GIVEN REQUEST
Copy out, without any changes, every line of the records from the line containing "Reviewer note. Check that every instance of the dry" through the final line of the records, including both of those lines.

* Start ENTRIES PROVIDED *

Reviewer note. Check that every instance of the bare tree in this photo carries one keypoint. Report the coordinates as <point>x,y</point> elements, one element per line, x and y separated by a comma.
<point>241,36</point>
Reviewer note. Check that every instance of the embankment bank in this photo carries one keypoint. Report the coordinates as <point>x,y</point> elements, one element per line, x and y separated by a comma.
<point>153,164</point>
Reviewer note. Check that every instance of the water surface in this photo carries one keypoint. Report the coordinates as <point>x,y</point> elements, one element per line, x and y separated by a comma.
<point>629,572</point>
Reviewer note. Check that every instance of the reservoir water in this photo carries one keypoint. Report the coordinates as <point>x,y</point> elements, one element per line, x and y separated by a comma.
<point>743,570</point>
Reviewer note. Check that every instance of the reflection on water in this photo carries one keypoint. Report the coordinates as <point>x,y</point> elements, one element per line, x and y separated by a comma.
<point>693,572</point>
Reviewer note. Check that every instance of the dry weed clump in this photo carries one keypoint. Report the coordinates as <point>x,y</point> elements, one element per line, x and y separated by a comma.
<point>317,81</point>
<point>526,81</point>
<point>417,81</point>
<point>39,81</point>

* End ENTRIES PROVIDED *

TASK SOLUTION
Reviewer note. Check that every instance of the dry weed clump in this photo carries one keypoint. Report the coordinates as <point>x,y</point> elements, one element per line, x and y separated by a comma.
<point>317,81</point>
<point>526,81</point>
<point>417,81</point>
<point>39,81</point>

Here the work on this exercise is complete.